Show each line of the data below that contains the string "tree", matching case exactly.

── PROVIDED RECORDS

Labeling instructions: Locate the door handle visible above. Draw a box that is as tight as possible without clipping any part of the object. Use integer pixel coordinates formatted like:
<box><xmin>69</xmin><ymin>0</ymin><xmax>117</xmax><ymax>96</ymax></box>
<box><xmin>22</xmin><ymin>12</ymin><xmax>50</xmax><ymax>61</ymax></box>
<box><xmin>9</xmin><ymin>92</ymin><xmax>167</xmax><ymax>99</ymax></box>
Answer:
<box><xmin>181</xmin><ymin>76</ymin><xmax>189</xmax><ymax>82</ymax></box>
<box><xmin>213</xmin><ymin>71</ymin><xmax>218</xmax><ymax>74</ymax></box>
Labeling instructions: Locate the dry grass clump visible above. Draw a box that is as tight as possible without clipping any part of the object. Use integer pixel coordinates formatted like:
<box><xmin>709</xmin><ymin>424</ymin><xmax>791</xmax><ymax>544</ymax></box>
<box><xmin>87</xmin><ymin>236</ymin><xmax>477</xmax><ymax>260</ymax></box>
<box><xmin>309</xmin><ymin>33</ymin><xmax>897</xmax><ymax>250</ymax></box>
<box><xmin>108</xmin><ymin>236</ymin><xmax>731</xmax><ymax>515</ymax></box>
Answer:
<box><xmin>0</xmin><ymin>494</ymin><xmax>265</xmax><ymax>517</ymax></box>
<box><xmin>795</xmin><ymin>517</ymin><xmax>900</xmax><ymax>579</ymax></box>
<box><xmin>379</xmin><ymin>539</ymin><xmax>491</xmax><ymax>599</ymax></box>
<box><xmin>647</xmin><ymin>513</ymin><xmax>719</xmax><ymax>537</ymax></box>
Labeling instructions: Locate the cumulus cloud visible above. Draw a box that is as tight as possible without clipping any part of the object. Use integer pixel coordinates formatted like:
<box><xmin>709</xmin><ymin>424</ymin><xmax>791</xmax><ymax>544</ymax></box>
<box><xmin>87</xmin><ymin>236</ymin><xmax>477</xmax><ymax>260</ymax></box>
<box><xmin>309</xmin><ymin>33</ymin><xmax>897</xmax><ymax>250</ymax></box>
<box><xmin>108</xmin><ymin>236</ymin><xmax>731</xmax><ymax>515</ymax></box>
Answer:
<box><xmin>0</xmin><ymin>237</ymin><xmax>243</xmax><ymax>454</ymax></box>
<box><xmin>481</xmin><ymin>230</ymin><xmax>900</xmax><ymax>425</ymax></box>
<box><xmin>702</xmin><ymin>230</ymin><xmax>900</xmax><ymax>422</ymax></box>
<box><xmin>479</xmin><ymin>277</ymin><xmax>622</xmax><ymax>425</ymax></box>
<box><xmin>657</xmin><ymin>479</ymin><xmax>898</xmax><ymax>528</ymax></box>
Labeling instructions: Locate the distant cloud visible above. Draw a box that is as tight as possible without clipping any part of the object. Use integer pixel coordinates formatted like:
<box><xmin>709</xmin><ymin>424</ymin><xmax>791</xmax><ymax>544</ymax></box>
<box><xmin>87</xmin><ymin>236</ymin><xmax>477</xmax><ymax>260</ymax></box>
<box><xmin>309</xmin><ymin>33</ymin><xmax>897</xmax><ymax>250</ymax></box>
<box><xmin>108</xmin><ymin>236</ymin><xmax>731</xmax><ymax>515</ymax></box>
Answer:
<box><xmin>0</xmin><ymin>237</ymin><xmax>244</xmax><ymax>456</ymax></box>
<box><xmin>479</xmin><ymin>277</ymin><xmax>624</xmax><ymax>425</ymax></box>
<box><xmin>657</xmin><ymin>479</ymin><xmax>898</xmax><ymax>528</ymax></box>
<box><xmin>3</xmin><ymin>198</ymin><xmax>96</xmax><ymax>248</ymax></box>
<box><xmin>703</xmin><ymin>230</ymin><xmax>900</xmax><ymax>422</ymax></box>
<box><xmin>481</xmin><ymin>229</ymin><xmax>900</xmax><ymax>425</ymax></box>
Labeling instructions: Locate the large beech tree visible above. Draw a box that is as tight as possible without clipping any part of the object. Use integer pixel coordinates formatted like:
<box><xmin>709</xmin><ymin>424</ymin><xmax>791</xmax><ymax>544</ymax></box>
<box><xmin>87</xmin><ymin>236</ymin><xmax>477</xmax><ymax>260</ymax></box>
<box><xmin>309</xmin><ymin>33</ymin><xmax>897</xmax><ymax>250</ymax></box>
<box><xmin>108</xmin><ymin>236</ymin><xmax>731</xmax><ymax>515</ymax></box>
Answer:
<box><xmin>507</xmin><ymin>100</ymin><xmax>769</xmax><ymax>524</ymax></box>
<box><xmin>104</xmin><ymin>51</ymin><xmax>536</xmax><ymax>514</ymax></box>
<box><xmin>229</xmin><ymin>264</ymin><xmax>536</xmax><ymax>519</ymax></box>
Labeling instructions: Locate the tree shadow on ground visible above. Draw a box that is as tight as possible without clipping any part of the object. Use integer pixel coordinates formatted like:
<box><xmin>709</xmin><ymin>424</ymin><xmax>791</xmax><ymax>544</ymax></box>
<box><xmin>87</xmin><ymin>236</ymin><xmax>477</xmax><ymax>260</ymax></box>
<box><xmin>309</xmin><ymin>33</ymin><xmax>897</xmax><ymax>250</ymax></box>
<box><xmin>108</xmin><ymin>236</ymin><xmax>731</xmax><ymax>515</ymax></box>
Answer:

────

◆ EXERCISE SOLUTION:
Labeling instructions: Locate the large beech tree visible above. Draw a box that is as tight as possible without clipping any part of the object. Use integer pixel coordinates formatted like:
Labeling instructions: Locate the tree shadow on ground visible above. Draw a box that is as tight as possible without clipping any part of the object. Use integer pixel coordinates formatted like:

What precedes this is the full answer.